§ TESTO DI PARTENZA:
▽
Le attese in PS per un ricovero, quindi, sono troppo spesso diventate insostenibili. “Ormai è diventato ‘normale’ attendere il ricovero in barella per 24, 48, 72 ore - ha spiegato Vittorio Demicheli, direttore del Servizio Sovrazonale dell’Asl Al I (Alessandria) - mentre si noti che secondo le raccomandazioni dettate in molte realtà regionali (ad esempio in Regione Piemonte) il ricovero dovrebbe avvenire entro le sei ore dal triage”. “È chiaro, però, che se in reparto non c’è un posto letto libero per accogliere il malato - ha aggiunto Ivo Casagranda, Presidente AcEMC e responsabile DEA dell’ospedale di Alessandria - questo dovrà rimanere in PS dove, pur nel disagio della permanenza in barella, riceverà le cure di cui ha bisogno”.
△
§ DATI FORNITI:
▽
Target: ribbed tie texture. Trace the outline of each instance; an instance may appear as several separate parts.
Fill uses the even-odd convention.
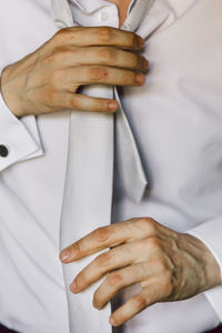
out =
[[[151,0],[138,0],[121,29],[135,31],[151,2]],[[52,0],[51,7],[59,29],[78,26],[73,22],[68,0]],[[94,98],[115,98],[120,108],[115,115],[109,112],[78,110],[70,112],[67,173],[60,221],[60,250],[92,230],[110,224],[114,153],[117,153],[125,194],[132,201],[139,203],[142,200],[148,183],[117,88],[101,84],[87,85],[82,93]],[[80,294],[74,295],[69,290],[77,273],[97,255],[98,253],[78,262],[62,264],[70,333],[112,332],[109,324],[110,303],[102,311],[92,306],[93,293],[102,280]]]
△
§ DOMANDE:
1 - Nel testo sulle attese in pronto soccorso, entro quante ore dal triage dovrebbe avvenire il ricovero secondo le raccomandazioni di molte realtà regionali?
2 - Riprendi il testo sulle attese in pronto soccorso, proseguendolo dopo la sua ultima frase.

§ SOLUZIONI:
1 - Entro sei ore dal triage.

2 -
“In media, quasi una persona su due si reca almeno una volta all’anno in un Pronto Soccorso - ha affermato Valter Galante, Direttore Generale della Asl di Asti - nella grandissima maggioranza dei casi (86%) i cittadini accedono direttamente al PS, solo nel 12% dei casi vengono accompagnati dal 118. Nella Regione Piemonte - ha proseguito - che ha 4.457.748 abitanti, nel 2010 sono stati visitati in Pronto Soccorso 1.834.748 cittadini (41%) e nella regione Veneto 1.900.000 accessi al PS nel 2011 su 4.527.694 abitanti (42 % della popolazione)”.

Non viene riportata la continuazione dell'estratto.